== Segment start ==
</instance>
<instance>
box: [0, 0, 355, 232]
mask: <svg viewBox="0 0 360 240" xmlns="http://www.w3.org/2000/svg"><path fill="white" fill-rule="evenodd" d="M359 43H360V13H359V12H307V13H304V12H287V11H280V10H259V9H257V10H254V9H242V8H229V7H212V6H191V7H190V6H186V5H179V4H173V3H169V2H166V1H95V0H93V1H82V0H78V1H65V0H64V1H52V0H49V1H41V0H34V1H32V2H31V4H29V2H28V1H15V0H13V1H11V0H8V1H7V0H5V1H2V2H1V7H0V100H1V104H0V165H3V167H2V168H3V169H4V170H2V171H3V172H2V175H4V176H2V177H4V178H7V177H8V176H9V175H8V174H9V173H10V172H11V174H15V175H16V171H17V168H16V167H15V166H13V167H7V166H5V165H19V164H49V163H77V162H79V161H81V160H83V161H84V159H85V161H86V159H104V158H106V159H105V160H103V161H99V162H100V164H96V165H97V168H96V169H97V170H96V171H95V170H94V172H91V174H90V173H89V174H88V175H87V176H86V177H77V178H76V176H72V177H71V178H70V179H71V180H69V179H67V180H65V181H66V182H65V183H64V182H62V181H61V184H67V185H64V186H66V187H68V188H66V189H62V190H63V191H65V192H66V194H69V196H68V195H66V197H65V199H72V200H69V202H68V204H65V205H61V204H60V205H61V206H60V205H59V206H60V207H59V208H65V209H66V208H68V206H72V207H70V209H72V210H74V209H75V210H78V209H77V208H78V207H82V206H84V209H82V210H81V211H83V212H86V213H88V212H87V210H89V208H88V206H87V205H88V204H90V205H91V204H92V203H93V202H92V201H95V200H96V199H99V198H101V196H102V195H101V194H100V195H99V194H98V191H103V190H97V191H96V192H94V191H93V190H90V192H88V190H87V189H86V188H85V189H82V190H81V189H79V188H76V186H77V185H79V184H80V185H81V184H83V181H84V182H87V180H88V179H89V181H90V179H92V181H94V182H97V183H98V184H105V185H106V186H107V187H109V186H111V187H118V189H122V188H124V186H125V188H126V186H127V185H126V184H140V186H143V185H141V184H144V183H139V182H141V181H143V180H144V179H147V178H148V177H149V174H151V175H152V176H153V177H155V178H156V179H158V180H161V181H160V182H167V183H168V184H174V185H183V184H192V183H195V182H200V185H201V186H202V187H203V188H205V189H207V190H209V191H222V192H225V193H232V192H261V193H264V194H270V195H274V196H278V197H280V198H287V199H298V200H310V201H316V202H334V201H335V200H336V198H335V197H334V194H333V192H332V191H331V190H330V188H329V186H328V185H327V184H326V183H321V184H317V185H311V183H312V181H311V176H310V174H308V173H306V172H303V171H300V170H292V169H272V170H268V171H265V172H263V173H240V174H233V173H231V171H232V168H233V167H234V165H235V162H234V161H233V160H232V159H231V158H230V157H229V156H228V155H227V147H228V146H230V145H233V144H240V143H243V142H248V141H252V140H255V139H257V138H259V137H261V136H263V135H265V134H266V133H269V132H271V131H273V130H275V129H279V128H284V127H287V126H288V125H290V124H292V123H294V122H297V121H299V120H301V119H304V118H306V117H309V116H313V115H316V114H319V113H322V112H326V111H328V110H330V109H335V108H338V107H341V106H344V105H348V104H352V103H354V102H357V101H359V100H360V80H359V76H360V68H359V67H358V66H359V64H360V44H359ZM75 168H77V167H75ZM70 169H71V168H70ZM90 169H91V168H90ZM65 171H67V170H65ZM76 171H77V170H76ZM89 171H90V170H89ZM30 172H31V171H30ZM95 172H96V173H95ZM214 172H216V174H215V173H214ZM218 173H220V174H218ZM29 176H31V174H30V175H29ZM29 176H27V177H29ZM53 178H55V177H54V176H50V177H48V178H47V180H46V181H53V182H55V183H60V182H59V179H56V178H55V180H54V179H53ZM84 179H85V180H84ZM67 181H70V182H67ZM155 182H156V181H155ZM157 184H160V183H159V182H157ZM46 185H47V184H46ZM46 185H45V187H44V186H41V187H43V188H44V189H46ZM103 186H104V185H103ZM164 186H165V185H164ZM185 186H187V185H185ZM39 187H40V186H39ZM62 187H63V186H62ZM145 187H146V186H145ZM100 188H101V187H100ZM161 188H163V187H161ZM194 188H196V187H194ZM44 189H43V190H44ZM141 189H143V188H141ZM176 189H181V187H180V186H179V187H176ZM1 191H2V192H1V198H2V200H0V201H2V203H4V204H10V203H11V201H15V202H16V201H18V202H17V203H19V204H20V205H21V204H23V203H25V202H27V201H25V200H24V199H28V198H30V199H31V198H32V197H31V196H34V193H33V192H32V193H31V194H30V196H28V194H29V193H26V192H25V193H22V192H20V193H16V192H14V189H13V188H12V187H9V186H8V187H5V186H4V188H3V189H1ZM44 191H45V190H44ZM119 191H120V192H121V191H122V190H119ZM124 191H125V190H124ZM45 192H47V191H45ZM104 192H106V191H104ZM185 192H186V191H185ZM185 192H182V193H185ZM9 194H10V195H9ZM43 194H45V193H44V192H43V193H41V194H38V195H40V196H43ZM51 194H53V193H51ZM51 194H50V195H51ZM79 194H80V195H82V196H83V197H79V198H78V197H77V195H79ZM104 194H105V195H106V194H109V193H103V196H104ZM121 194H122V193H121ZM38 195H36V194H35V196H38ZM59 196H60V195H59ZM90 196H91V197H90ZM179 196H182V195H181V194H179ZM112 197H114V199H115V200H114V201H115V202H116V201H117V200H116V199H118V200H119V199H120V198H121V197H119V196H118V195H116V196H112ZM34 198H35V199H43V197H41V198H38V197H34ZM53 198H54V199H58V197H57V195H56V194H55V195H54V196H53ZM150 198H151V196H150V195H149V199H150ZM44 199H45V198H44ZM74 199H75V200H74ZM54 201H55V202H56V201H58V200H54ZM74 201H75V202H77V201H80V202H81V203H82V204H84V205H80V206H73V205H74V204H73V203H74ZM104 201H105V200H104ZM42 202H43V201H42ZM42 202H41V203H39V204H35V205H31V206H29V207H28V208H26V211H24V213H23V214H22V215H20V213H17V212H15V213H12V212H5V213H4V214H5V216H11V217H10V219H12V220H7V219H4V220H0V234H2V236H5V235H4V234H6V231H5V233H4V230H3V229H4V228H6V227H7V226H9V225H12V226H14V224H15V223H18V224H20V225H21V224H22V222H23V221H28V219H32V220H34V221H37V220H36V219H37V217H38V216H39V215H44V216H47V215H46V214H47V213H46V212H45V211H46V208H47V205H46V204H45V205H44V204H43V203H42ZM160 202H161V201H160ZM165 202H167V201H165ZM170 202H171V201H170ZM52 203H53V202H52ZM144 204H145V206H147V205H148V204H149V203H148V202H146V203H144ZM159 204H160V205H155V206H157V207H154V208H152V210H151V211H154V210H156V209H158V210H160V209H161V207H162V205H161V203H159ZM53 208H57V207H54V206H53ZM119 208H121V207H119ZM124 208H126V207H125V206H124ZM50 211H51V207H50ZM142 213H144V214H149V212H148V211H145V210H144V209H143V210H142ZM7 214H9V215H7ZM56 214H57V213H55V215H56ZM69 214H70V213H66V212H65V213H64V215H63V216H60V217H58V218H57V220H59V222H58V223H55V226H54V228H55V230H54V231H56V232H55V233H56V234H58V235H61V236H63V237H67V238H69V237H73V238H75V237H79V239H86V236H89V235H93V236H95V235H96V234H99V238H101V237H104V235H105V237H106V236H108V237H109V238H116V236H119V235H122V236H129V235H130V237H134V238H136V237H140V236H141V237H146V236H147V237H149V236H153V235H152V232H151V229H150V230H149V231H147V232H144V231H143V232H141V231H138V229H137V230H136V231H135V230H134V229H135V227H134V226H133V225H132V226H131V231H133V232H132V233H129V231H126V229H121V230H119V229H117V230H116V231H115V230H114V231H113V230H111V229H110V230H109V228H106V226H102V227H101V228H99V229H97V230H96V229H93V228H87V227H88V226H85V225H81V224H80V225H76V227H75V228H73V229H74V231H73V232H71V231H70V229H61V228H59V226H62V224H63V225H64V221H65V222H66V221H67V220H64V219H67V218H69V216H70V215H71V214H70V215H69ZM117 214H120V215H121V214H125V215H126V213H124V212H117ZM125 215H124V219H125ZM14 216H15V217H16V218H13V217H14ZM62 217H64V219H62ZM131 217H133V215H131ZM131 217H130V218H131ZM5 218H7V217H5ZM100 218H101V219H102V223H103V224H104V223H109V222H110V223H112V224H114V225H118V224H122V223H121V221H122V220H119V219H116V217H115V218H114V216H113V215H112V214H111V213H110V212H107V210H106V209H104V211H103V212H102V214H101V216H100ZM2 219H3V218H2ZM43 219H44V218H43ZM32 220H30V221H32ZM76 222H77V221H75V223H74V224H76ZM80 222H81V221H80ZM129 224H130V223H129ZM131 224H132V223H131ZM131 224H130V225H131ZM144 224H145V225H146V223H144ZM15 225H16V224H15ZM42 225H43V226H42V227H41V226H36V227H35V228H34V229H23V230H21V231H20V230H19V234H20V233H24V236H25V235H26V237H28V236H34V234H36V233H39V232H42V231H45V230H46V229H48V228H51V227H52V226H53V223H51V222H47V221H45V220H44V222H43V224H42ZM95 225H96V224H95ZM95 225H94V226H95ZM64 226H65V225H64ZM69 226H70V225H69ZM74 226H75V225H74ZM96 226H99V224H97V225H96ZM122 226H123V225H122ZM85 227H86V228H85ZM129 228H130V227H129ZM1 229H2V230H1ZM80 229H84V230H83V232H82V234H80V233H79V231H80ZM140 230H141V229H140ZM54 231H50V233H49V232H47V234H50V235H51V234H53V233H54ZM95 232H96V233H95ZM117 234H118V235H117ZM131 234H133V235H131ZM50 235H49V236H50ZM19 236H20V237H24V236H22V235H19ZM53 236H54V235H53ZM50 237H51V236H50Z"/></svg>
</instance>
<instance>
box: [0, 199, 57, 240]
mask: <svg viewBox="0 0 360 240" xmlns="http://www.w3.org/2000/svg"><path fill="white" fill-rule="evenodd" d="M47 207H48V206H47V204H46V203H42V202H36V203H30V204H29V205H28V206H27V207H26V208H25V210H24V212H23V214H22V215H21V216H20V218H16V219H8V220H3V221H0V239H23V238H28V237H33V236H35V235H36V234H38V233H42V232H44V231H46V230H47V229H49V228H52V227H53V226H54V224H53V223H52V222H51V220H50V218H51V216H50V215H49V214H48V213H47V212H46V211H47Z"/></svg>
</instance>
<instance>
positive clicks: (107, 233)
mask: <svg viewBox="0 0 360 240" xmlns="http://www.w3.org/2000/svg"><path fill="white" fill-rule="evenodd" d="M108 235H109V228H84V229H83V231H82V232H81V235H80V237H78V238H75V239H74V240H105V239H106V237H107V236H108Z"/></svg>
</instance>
== Segment end ==
[Task]:
Look above for the line containing "box: [0, 199, 57, 240]". Return it and each line after it exactly, through the last line, and nothing more.

[The completed task]:
box: [0, 199, 57, 240]
mask: <svg viewBox="0 0 360 240" xmlns="http://www.w3.org/2000/svg"><path fill="white" fill-rule="evenodd" d="M47 207H48V206H47V204H46V203H42V202H36V203H30V204H29V205H28V206H27V207H26V208H25V210H24V212H23V214H22V215H21V216H20V218H16V219H8V220H3V221H0V239H23V238H28V237H33V236H35V235H36V234H38V233H42V232H44V231H46V230H47V229H49V228H52V227H53V226H54V224H53V223H52V222H51V220H50V218H51V216H50V215H49V214H48V213H47V212H46V211H47Z"/></svg>
</instance>
<instance>
positive clicks: (107, 233)
mask: <svg viewBox="0 0 360 240" xmlns="http://www.w3.org/2000/svg"><path fill="white" fill-rule="evenodd" d="M108 235H109V228H84V229H83V231H82V232H81V235H80V237H78V238H75V239H74V240H105V239H106V237H107V236H108Z"/></svg>
</instance>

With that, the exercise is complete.